• [Exercise] Make an exact copy of the entries below.

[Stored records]

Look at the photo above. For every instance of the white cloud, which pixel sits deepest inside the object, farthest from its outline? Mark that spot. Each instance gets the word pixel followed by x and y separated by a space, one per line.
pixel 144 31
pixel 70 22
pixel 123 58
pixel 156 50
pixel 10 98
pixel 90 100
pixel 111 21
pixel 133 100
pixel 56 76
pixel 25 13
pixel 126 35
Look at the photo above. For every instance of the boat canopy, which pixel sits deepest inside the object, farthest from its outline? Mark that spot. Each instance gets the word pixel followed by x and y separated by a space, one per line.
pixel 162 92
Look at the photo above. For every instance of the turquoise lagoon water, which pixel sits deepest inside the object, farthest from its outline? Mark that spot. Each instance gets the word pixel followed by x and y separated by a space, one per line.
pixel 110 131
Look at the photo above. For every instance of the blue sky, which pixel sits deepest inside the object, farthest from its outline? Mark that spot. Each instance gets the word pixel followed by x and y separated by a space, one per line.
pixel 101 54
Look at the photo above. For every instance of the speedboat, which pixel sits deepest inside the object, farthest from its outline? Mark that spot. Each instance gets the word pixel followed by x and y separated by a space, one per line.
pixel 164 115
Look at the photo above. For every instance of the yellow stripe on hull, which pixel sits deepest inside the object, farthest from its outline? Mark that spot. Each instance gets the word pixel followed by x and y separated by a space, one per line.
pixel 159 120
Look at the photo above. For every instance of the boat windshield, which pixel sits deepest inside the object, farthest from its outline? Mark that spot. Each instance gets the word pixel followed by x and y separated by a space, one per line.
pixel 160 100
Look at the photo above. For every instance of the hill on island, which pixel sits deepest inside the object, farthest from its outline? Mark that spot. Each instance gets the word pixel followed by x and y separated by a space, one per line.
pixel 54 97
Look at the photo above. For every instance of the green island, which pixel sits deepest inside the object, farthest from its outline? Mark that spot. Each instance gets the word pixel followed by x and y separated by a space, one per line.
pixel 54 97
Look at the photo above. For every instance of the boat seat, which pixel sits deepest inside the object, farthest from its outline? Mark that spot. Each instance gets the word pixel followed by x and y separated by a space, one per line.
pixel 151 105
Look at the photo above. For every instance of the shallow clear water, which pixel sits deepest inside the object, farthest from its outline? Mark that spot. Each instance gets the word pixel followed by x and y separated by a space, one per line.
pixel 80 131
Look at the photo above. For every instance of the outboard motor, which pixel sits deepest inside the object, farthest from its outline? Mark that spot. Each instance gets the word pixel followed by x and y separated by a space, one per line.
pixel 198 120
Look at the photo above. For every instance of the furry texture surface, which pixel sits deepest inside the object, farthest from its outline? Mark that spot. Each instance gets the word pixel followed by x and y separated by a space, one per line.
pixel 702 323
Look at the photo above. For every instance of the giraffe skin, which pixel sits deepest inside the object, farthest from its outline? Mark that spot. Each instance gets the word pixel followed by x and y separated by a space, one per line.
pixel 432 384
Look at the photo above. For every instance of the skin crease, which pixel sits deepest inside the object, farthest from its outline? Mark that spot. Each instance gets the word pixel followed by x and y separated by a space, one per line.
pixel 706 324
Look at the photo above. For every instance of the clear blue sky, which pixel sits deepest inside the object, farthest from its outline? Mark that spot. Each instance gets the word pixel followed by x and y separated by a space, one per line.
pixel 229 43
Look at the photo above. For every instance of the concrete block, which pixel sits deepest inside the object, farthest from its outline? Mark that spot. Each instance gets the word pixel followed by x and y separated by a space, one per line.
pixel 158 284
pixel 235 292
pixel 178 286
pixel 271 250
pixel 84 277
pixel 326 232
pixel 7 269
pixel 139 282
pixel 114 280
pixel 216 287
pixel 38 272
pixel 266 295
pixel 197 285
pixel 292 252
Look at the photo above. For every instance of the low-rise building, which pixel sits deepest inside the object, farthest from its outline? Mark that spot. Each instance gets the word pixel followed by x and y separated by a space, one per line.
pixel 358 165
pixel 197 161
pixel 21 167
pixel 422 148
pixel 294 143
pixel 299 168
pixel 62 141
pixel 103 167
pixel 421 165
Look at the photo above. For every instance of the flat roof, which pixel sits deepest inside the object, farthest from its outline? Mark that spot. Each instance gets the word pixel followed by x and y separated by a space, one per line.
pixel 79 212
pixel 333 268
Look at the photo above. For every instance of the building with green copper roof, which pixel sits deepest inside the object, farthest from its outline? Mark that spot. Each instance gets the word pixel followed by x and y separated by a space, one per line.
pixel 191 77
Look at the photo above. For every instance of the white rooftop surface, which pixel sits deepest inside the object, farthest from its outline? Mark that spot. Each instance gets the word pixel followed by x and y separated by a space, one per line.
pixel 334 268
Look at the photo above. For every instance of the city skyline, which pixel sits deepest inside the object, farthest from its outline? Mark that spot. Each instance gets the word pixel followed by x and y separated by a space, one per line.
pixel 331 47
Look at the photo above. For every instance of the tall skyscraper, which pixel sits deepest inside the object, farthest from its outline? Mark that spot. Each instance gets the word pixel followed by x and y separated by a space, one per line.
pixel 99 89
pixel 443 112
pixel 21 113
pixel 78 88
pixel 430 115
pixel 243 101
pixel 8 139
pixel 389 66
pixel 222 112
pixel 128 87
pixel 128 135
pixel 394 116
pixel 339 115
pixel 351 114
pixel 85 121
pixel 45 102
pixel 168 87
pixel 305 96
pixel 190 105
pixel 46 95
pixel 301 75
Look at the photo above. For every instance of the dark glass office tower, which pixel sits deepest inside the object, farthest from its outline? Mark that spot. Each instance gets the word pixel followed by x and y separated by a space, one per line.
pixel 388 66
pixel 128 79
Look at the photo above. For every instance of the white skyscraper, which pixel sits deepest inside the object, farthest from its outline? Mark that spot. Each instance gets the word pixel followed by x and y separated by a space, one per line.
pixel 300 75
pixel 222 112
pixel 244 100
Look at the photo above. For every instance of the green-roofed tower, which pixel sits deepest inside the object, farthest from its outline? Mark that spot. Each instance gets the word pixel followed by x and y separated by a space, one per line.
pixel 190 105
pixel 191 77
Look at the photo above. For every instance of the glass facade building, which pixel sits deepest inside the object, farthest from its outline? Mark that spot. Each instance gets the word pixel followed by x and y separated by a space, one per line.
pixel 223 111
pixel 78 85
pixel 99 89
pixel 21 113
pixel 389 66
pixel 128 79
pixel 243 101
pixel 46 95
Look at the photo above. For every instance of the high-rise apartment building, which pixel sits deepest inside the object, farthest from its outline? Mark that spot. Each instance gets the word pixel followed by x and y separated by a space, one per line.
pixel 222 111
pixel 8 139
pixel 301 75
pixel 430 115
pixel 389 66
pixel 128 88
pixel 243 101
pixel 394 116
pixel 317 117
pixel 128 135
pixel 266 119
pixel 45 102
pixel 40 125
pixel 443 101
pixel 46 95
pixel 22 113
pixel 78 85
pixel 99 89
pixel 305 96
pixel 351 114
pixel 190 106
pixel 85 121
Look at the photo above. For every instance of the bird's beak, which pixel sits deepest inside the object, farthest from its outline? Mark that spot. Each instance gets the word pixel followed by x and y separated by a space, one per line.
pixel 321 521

• [Output of the exercise]
Look at the photo above. For every instance of the white cloud, which pixel sits deepest inside the object, farthest from its outline? Mark that spot. Each instance gets the word pixel followed by x and y separated by a space, one per line.
pixel 144 31
pixel 70 22
pixel 123 58
pixel 156 50
pixel 10 98
pixel 90 100
pixel 111 21
pixel 133 100
pixel 56 76
pixel 25 13
pixel 126 35
Look at the photo above. For every instance of the boat canopy, which pixel sits deepest inside the object, farthest from its outline? Mark that spot. Each instance gets the word pixel followed by x and y separated by a space, one per line.
pixel 162 92
Look at the photo above. For every instance of the turquoise lagoon water, which pixel sits deepest inside the object, farthest from its outline? Mark that spot. Each instance gets the word pixel followed by x and y separated by a space, one per line.
pixel 110 131
Look at the photo above. For every instance of the blue sky, which pixel sits deepest inside the object, farthest from its outline? Mark that spot. Each instance gets the word pixel followed by x and y separated by a space, one per line.
pixel 101 54
Look at the photo above. For every instance of the speedboat, which pixel sits deepest inside the object, farthest from its outline? Mark that spot. Each instance gets the word pixel followed by x and y separated by a space, one per line.
pixel 164 115
Look at the photo above. For every instance of the yellow stripe on hull, which pixel sits deepest inside the object, farthest from its outline? Mark that spot. Each instance gets the word pixel followed by x and y separated by a space, one per line.
pixel 159 120
Look at the photo above. For every instance of the boat windshield, which pixel sits deepest inside the object, farthest from its outline? Mark that spot. Each instance gets the word pixel followed by x and y separated by a space, one per line.
pixel 160 100
Look at the photo above. For every instance of the hill on island, which pixel sits deepest inside the object, farthest from its outline? Mark that spot. Each instance gets the word pixel followed by x and y separated by a space, one per line.
pixel 54 97
Look at the photo above. For every instance of the green island, which pixel sits deepest inside the object, farthest from its outline? Mark that spot. Each instance gets the word pixel followed by x and y separated by a space, one per line.
pixel 54 97
Look at the photo above. For every instance of the boat seat, which pixel sits deepest inside the object, farthest from its outline? Mark that spot. Each instance gets the word pixel followed by x and y separated by a space, one per line.
pixel 151 105
Look at the photo above. For every instance of the shallow clear water, which pixel sits deepest inside the object, farthest from its outline? Mark that spot. Each instance gets the word pixel followed by x and y separated by a space, one per line.
pixel 80 131
Look at the photo above. For every instance of the outboard motor, which pixel sits deepest inside the object, farthest from its outline? Mark that spot. Each instance gets the word pixel followed by x and y separated by a space, one per line.
pixel 198 120
Look at the photo above. For every instance of the furry texture surface, which pixel sits deepest inside the object, farthest from its outline? Mark that spot. Each instance gets the word pixel followed by x and y separated by a space, one per line.
pixel 702 323
Look at the photo above. For every instance of the giraffe skin, which pixel sits deepest inside the object, farthest from its outline? Mark that spot. Each instance gets the word pixel followed by x and y separated by a space, one per line.
pixel 432 384
Look at the photo above. For every instance of the skin crease, which pixel sits deepest inside the object, farthest from its outline? Mark that spot. Each instance gets the word pixel followed by x and y separated by a space, one per line.
pixel 706 324
Look at the photo above. For every instance of the clear blue sky, which pixel sits deepest inside the object, farthest from its outline? Mark that spot. Each instance gets the word pixel followed by x and y separated by a space, one per line.
pixel 229 43
Look at the photo above. For every instance of the concrete block, which pixel sits deepest inside the object, farthest from its outline? Mark that spot. Each instance gets the word pixel followed by x and y separated by a space, one per line.
pixel 158 284
pixel 235 292
pixel 178 286
pixel 271 250
pixel 84 277
pixel 326 232
pixel 7 269
pixel 139 282
pixel 114 280
pixel 216 287
pixel 38 272
pixel 266 295
pixel 197 285
pixel 292 252
Look at the photo above. For every instance of the low-rise building, which pixel sits deepest inside the object, farthest from its outline? Mark that spot. Each instance gets the word pixel followed by x and y separated by a space, one per line.
pixel 358 165
pixel 197 161
pixel 21 167
pixel 422 148
pixel 294 143
pixel 299 168
pixel 62 141
pixel 103 167
pixel 421 165
Look at the photo above. For every instance of the flat roof, which pixel sits deepest inside the object, farthest from its outline? Mark that spot. Each instance gets the word pixel followed by x and y separated by a space, one per line.
pixel 79 212
pixel 333 268
Look at the photo above. For every instance of the building with green copper roof, which pixel sits deepest inside the object, farthest from its outline? Mark that spot. Each instance gets the word pixel followed by x and y separated by a space, one per line.
pixel 191 77
Look at the photo above. For every instance of the white rooftop surface, which pixel sits deepest inside the object, farthest from its outline? Mark that spot. Each instance gets the word pixel followed by x and y separated by a space, one per line.
pixel 334 268
Look at the photo above. For every instance of the city skyline, which pixel sits deepest inside the object, farthest from its outline? Mark that spot. Each instance gets the word pixel followed by x and y separated by a space, one per line.
pixel 331 47
Look at the photo above. For every instance of the tall skyscraper, which pixel sits deepest inside the object, farthest from its outline? Mark that spot. Each instance gets the word pixel followed by x and y separated by a space, one per line.
pixel 99 89
pixel 443 112
pixel 21 113
pixel 78 88
pixel 430 115
pixel 243 101
pixel 8 139
pixel 389 66
pixel 222 112
pixel 128 87
pixel 128 135
pixel 394 116
pixel 339 115
pixel 351 114
pixel 85 121
pixel 45 102
pixel 168 87
pixel 305 96
pixel 190 105
pixel 46 95
pixel 301 75
Look at the photo above. For every instance of the dark glass office tower, which pixel sits deepest inside the object, farthest from its outline? Mark that spot. Each instance gets the word pixel followed by x and y separated by a space, one per line.
pixel 388 66
pixel 128 79
Look at the photo above. For every instance of the white skyscraper, which pixel sits deepest inside the object, farthest from its outline? Mark that spot. Each instance gets the word pixel followed by x and y separated by a space, one per line.
pixel 300 75
pixel 222 112
pixel 244 100
Look at the photo above. For every instance of the green-roofed tower, which pixel sits deepest inside the object, farthest from its outline? Mark that spot. Each instance gets the word pixel followed by x and y separated by a space, one per line.
pixel 190 105
pixel 191 77
Look at the photo above. For every instance of the glass facade building, which pixel sits deepest inside the object, farthest from its outline? Mark that spot. Each instance gets the word pixel followed by x and y separated by a space, one per line.
pixel 223 111
pixel 78 85
pixel 99 89
pixel 21 113
pixel 389 66
pixel 128 79
pixel 243 101
pixel 46 95
Look at the photo above. For every instance of the high-rise apartment building, which pixel sits deepest inside the object, farthest from its outline? Mark that spot. Each instance gets the word pixel followed by x and y separated by a space, one per line.
pixel 222 111
pixel 8 139
pixel 301 75
pixel 430 115
pixel 389 66
pixel 128 88
pixel 243 101
pixel 394 116
pixel 317 117
pixel 128 135
pixel 266 119
pixel 45 102
pixel 40 125
pixel 443 101
pixel 46 95
pixel 22 113
pixel 78 85
pixel 99 89
pixel 305 96
pixel 351 114
pixel 190 106
pixel 85 121
Look at the photo above. For every instance of the bird's beak, which pixel sits deepest inside the object, farthest from its outline? Mark that spot. Each instance gets the word pixel followed by x and y separated by a space, one per line.
pixel 321 521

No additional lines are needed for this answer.